▶ YOUR TASK
Drop every picture, then transcribe the remaining data exactly.

▶ RECORDS SHOWN
#####

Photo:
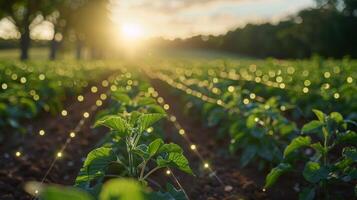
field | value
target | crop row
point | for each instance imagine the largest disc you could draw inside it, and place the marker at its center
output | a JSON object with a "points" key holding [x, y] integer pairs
{"points": [[262, 118]]}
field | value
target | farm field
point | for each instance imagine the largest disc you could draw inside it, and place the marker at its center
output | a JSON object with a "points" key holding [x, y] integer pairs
{"points": [[179, 128]]}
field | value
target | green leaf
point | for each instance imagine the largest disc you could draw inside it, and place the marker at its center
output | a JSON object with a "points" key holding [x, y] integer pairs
{"points": [[95, 165], [171, 193], [247, 155], [251, 123], [319, 148], [142, 150], [170, 148], [314, 173], [147, 120], [275, 173], [297, 143], [60, 193], [337, 117], [307, 194], [155, 146], [177, 160], [350, 152], [123, 189], [113, 122], [144, 101], [311, 126], [319, 114], [348, 137], [121, 97]]}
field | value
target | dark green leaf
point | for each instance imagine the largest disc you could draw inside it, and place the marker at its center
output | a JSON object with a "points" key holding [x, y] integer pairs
{"points": [[177, 160], [60, 193], [147, 120], [312, 126], [275, 173], [314, 173], [95, 165], [123, 189], [247, 155], [320, 115], [297, 143], [307, 194], [350, 152], [155, 146], [113, 122]]}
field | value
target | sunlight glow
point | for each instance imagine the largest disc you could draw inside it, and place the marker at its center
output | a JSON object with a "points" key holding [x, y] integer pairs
{"points": [[132, 31]]}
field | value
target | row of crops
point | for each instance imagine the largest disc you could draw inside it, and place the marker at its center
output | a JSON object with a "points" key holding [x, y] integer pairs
{"points": [[288, 119], [28, 89], [281, 117]]}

#####

▶ ANSWER IN FULL
Photo:
field | value
target | crop row
point | for each instance imagine the largest disc you could draw inside it, and place the marker at its center
output | a JSON object with a "points" key holding [x, y] integer pairs
{"points": [[262, 118]]}
field | value
target | farm field
point | for each instance imagine the largest disc you could draw inside it, and place the marker at its center
output | a JSON object with a "points" key holding [x, y] integer pairs
{"points": [[179, 128]]}
field | value
target | green leaf
point | for each instance imagine the largest disc you could draw inside it, and place the marker at its center
output | a JSON object with a "points" key holding [x, y] integer pairs
{"points": [[95, 165], [171, 193], [247, 155], [251, 123], [319, 148], [142, 150], [170, 148], [314, 173], [147, 120], [275, 173], [297, 143], [60, 193], [337, 117], [307, 194], [155, 146], [177, 160], [350, 152], [123, 189], [113, 122], [144, 101], [311, 126], [319, 114], [348, 137], [121, 97]]}
field | value
target | dark green leaf
point | for each instance imagine the largest disc you could draw inside it, and place the marker at its center
output | a JSON object with a "points" key holding [x, y] integer pairs
{"points": [[177, 160], [60, 193], [147, 120], [312, 126], [275, 173], [314, 173], [95, 165], [123, 189], [247, 155], [320, 115], [297, 143], [307, 194], [350, 152], [155, 146], [113, 122]]}
field | value
target | sunlight glow
point | for each instance imagine the largest disc you could draw inside it, and place the marker at its center
output | a JSON object with a "points" key holding [x, y] integer pairs
{"points": [[132, 31]]}
field | value
target | row of crops
point | for each instance imagine the largest disc you could draw inside it, and place the marker at its center
output | a JSON object with a "points" key holding [x, y] integer pairs
{"points": [[288, 119], [28, 89], [281, 117]]}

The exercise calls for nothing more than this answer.